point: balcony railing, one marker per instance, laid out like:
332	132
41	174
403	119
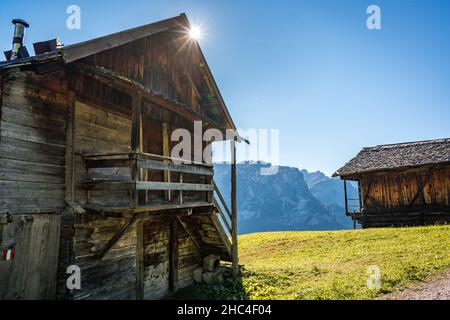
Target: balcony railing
152	182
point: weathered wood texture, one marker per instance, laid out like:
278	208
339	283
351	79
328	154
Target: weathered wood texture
112	277
32	143
401	190
98	130
158	64
406	198
32	273
117	275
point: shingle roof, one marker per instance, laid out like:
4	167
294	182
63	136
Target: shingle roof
398	156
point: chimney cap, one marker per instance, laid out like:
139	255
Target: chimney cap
25	24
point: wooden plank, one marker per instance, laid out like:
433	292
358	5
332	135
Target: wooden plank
16	149
70	136
190	234
234	237
140	260
173	256
222	200
143	185
167	166
120	233
12	130
166	153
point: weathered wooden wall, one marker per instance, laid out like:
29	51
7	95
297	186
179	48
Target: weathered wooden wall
158	63
32	145
397	190
98	131
32	272
112	277
406	198
116	275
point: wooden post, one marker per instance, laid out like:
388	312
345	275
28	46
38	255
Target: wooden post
136	143
70	136
140	260
166	153
173	255
234	209
346	197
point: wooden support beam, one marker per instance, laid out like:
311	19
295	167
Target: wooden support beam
234	237
222	200
127	85
346	197
136	143
142	185
180	200
119	234
173	256
190	234
140	260
166	153
70	134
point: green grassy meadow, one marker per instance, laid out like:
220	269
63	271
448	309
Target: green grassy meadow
333	265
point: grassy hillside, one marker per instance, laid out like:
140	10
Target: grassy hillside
333	265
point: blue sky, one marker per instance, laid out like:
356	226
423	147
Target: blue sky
309	68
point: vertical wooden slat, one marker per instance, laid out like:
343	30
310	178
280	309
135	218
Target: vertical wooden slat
140	260
234	208
70	134
173	255
136	142
136	125
166	153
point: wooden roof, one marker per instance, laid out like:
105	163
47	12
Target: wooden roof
76	52
397	156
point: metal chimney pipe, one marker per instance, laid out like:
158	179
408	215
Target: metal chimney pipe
19	33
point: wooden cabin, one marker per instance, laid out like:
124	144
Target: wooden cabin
405	184
86	173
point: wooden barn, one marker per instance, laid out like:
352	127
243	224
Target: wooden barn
405	184
86	173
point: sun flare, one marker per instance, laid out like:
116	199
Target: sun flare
195	33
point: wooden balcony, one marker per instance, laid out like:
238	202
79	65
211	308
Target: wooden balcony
144	182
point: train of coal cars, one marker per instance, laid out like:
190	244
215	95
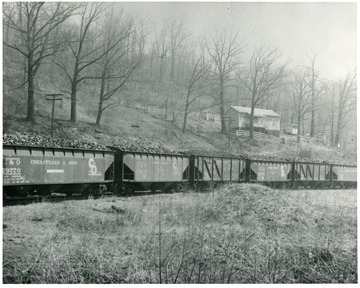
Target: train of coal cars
42	170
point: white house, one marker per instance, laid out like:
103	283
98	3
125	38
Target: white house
238	118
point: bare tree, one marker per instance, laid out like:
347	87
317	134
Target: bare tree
347	102
223	49
301	97
35	22
116	68
82	55
195	85
262	78
314	93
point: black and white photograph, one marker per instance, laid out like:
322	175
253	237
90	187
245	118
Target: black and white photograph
179	142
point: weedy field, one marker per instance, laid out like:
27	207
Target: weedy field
236	234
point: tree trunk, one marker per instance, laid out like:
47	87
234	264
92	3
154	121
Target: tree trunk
252	120
332	128
186	111
299	126
101	101
222	110
73	101
338	129
30	115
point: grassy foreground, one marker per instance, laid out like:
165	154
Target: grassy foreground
237	234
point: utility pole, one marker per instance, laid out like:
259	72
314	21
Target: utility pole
53	97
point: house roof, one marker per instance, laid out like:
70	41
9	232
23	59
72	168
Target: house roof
258	112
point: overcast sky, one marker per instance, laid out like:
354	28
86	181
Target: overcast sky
297	29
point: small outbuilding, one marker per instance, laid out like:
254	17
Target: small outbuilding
266	121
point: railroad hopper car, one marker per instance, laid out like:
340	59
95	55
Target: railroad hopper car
210	170
277	174
136	171
40	171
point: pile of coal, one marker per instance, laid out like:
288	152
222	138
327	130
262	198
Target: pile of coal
142	146
41	141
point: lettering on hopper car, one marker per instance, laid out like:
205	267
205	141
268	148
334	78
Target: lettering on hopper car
45	162
93	168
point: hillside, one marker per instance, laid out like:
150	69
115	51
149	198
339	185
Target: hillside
135	127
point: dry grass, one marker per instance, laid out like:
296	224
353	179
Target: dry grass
237	234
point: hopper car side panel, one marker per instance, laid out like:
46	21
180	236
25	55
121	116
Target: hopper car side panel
140	167
270	171
30	166
218	169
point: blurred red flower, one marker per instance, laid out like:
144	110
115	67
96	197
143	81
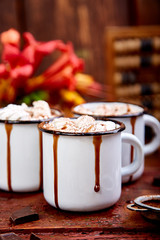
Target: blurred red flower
63	81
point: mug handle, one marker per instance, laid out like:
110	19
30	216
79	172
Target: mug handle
155	126
139	156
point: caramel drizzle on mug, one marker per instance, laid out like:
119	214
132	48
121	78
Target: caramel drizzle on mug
133	121
97	142
8	128
41	161
55	146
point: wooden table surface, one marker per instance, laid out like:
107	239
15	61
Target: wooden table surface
116	222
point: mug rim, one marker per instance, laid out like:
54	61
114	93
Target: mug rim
110	116
33	121
116	130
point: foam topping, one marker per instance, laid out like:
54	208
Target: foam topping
39	110
83	124
109	109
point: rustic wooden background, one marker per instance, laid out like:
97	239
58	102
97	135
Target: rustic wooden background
81	21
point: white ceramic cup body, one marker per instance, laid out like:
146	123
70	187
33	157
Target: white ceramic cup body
20	156
135	124
71	171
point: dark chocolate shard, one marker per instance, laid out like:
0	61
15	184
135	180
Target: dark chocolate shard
24	215
156	181
10	236
34	237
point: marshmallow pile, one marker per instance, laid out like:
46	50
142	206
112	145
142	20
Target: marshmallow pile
39	110
110	109
83	124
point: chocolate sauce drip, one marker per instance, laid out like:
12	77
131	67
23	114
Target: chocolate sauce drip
8	128
97	142
40	161
55	147
133	121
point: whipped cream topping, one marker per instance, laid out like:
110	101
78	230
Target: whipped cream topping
40	110
109	109
83	124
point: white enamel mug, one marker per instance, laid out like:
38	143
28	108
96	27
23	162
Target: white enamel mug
82	171
135	123
21	155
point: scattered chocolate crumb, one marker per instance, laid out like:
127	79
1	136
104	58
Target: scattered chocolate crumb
156	181
10	236
24	215
34	237
129	201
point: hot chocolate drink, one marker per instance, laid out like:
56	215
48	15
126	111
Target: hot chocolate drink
108	109
39	111
83	124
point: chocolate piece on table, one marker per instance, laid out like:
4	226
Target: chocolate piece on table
34	237
10	236
156	181
24	215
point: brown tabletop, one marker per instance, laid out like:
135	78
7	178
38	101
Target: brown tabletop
116	222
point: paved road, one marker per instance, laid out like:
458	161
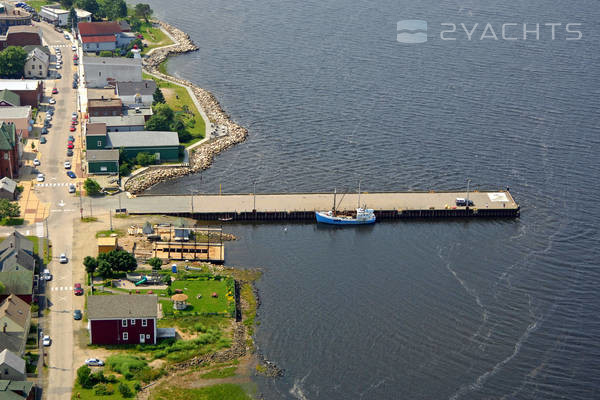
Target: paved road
63	207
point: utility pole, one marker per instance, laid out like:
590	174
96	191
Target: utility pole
468	183
254	192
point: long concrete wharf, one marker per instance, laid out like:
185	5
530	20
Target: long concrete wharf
301	206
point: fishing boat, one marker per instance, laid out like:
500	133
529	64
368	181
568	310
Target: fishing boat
363	215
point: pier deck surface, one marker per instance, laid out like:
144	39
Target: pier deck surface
299	202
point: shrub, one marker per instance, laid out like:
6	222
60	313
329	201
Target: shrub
125	390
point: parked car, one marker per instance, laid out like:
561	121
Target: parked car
94	362
77	289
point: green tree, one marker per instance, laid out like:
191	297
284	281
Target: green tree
155	263
91	187
90	264
143	10
114	9
12	62
89	5
9	209
158	97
┄┄┄┄┄┄┄┄┄┄
__JOB__. Quote every line from the line containing "point: long concrete" through the closing line of the listing, including both.

__THE OUTPUT__.
point: long concrete wharf, one marker per instance, laid out like:
185	5
530	20
Target: long concrete wharf
301	206
point: fishing boat, one marker per instance, laid out like:
500	133
529	64
368	181
568	310
Target: fishing boat
363	215
point: pier deck surface, one marker per instance, laid out like:
144	39
Target: pier deck surface
299	202
point: shrub, one marker per instance, laid out like:
6	222
60	313
329	201
Target: shrub
125	390
point: parked car, one marker per instance, laid out like:
561	121
Target: parked car
94	362
77	289
point: green tree, one marker per instance, laid out like:
191	297
284	281
Target: green tree
155	263
91	187
90	264
143	10
114	9
12	62
89	5
9	209
158	97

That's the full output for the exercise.